[DIRECTIONS FOR THIS TASK]: Reproduce every row below word for word, but omit the pictures.

[SUPPLIED DATA]:

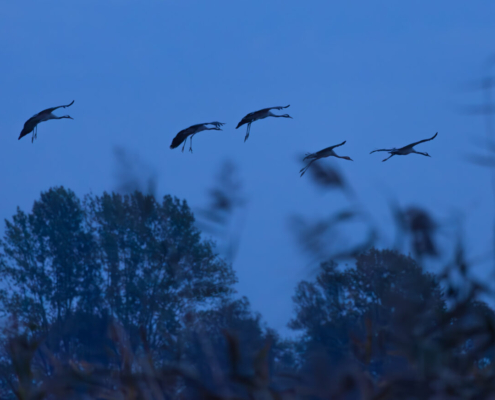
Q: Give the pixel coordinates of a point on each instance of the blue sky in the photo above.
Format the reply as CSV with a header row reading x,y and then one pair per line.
x,y
376,74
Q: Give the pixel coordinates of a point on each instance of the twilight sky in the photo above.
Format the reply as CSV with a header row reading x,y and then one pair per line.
x,y
377,74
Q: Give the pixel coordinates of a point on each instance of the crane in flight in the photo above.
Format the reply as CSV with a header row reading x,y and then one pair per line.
x,y
191,131
404,151
260,114
327,152
31,125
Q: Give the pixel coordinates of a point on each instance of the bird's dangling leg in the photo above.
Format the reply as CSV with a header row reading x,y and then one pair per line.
x,y
247,132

[WRITTEN ANSWER]:
Q: Give the pixel coordinates of a point on each instance of the blue sky in the photo above.
Format the reply as CSV with a header row reading x,y and then one pair per line.
x,y
376,74
Q: Give the pixel coordinates of a point on each instance of the twilight sky in the photo above.
Format the reply as CSV with a header row reading x,y and then one pair per line.
x,y
377,74
Q: Give the pixel coordinates of a point on each instance of the crane in flight in the photo above.
Format the reply as CSV with a header row reading x,y and then one pair per line.
x,y
191,131
404,151
260,114
327,152
31,125
Q: Give the pixel coordinates of a point on each instance of the bird's dangling leg in the photo above.
Format the reply as CSV with a header row reading x,y and then one pair per line.
x,y
247,132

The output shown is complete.